TASK REQUIREMENTS:
With no addition or omission, return the entries below.

Saved entries:
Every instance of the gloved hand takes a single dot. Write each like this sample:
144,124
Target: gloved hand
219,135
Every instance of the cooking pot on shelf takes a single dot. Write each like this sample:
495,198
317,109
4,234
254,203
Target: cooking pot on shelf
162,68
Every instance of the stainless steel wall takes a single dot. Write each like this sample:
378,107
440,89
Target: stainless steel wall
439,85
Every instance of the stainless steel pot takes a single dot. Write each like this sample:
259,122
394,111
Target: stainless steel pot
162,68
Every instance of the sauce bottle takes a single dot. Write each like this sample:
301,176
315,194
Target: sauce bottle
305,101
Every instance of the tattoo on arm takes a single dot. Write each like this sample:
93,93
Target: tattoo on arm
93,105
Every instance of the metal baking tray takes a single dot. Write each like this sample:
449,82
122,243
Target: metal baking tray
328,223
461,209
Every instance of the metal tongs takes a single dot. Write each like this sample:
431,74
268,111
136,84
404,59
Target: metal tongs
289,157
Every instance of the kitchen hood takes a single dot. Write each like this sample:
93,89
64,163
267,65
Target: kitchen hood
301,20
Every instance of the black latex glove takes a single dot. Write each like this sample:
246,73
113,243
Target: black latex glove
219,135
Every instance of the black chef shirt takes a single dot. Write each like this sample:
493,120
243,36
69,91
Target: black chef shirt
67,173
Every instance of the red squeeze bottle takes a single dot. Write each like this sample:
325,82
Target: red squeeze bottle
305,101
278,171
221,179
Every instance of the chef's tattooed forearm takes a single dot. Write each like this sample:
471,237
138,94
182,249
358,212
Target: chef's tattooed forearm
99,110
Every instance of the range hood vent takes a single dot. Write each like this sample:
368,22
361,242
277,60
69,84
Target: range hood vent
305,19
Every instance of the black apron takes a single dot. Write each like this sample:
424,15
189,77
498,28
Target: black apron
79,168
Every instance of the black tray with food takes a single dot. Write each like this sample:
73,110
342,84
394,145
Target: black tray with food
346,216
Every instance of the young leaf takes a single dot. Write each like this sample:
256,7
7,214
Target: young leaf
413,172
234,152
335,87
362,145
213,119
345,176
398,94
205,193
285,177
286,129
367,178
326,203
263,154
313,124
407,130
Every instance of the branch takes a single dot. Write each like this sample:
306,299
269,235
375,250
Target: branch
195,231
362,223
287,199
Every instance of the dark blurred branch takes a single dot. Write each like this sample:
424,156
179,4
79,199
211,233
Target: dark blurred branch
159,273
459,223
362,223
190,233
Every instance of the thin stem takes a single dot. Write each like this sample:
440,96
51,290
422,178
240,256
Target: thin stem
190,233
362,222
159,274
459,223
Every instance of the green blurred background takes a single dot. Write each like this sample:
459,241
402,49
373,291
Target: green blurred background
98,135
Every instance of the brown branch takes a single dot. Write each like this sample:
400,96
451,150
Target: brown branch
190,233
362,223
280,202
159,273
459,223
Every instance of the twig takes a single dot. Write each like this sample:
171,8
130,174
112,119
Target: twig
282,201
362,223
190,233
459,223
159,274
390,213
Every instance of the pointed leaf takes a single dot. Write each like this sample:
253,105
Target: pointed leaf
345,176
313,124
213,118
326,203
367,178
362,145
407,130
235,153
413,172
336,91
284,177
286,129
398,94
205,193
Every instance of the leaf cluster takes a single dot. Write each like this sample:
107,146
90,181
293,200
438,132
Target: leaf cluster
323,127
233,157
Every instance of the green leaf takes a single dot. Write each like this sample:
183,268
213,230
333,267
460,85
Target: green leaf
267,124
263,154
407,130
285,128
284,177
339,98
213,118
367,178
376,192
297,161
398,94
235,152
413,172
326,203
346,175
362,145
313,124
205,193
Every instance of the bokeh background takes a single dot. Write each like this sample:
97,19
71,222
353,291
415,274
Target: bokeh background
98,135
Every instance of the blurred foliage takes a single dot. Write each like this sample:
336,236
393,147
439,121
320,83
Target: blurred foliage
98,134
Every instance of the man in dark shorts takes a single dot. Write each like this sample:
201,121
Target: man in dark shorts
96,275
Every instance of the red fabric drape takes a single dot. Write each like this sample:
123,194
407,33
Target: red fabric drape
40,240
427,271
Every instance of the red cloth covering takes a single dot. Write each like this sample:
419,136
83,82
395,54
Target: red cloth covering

RESPONSE AREA:
Every instance of the gloved hand takes a single dot. Write each like this sample:
144,124
Target: gloved hand
219,135
Every instance of the cooking pot on shelf takes a single dot. Write each like this sample:
495,198
317,109
4,234
254,203
Target: cooking pot on shelf
162,68
Every instance of the stainless steel wall takes a single dot. Write each like this sample:
378,107
440,89
Target: stainless steel wall
439,85
Every instance of the stainless steel pot takes a single dot. Write each like this sample:
259,122
394,111
Target: stainless steel pot
162,68
Every instance of the sauce bottle takes a single dot. Write each like this sample:
301,176
315,194
Target: sauce bottle
305,101
Every instance of the tattoo on arm takes a single dot. Write each like this sample:
93,93
Target: tattoo on arm
93,105
Every instance of the metal baking tray takes a single dot. Write each like this sample:
449,82
122,243
Target: metal baking tray
328,223
461,209
Every instance of the metal tongs takes a single dot. Write each like this sample:
431,74
268,111
136,84
404,59
Target: metal tongs
289,157
Every instance of the kitchen hood takes a single dot. Write each like this sample:
93,89
64,163
267,65
Target: kitchen hood
301,20
Every instance of the black latex glove takes a single dot. Write each like this sample:
246,73
113,243
Target: black latex glove
219,135
Every instance of the black chef shirt takes a single dot. Write each like this sample:
493,120
243,36
69,91
Target: black chef shirt
67,173
Every instance of the red squeeze bottle takes a single dot. Write each like this sample:
325,82
Target: red squeeze bottle
305,101
278,171
221,179
Every instance of the chef's tattooed forearm takes a single dot. Write each like this sample:
471,237
138,94
182,249
358,212
Target: chef's tattooed forearm
99,110
Every instance of the range hood vent takes a single dot. Write each like this sample:
368,22
361,242
277,60
69,84
Target: range hood vent
305,19
Every instance of the black apron takes a single dot. Write each like this sample:
424,15
189,77
498,28
Target: black apron
79,168
Every instance of the black tray with food takes a single dot. Write each like this sample:
73,110
342,84
394,145
Target: black tray with food
346,216
Every instance of the young leaf takes a single dot. Write each like this sample:
256,7
7,214
Target: young leaf
413,172
234,152
335,87
362,145
213,119
345,176
398,94
205,193
285,177
286,129
367,178
326,203
263,154
313,124
407,130
Every instance of the branch takes a single dot. Write each like this sample:
306,299
269,235
375,250
Target: branch
195,231
362,223
287,199
Every instance of the dark blurred branch takes a single dot. Write each like this sample:
424,156
179,4
79,199
211,233
Target: dark blurred branch
159,273
459,223
362,223
190,233
Every instance of the thin stem takes a single dot. Write each like this sample:
440,96
51,290
422,178
240,256
Target: thin stem
190,233
362,222
159,274
459,223
Every instance of the green blurred background takes a single dot. Write each like this sample:
459,241
402,49
373,291
Target: green blurred background
98,135
Every instance of the brown branch takes a single dot. Write each like this sample:
400,96
451,150
Target: brown branch
190,233
362,223
280,202
159,273
459,223
Every instance of the twig takes a single dot. Write each like this sample:
171,8
130,174
112,119
Target: twig
282,201
362,223
190,233
459,223
159,274
390,213
Every instance of the pointed leaf takes a single dot. Write each like this sample:
253,105
Target: pointed leaf
345,176
313,124
213,118
326,203
367,178
362,145
407,130
235,153
413,172
336,91
284,177
286,129
398,94
205,193
Every instance of the leaf cluster takes a single dot. Write each like this sample:
107,146
90,181
293,200
438,132
Target: leaf cluster
323,127
233,157
Every instance of the green leaf takes a single dot. Write each like this sample:
183,268
213,230
333,267
460,85
Target: green leaf
267,124
263,154
407,130
285,128
284,177
339,98
213,118
367,178
376,192
297,161
398,94
235,152
413,172
326,203
346,175
362,145
313,124
205,193
Every instance of the bokeh background takes a single dot. Write each like this sample:
97,19
71,222
353,291
415,274
Target: bokeh background
98,135
Every instance of the blurred foliage takes a single dot. Write each like this sample:
336,236
393,147
439,121
320,83
Target: blurred foliage
98,134
Every instance of the man in dark shorts takes a single dot. Write each like this sample:
201,121
Target: man in dark shorts
96,275
Every instance of the red fabric drape takes a single dot. Write each like this sample:
123,194
407,33
Target: red fabric drape
40,240
427,271
Every instance of the red cloth covering takes a single dot. Write each like this sample:
419,136
83,82
395,54
Target: red cloth covering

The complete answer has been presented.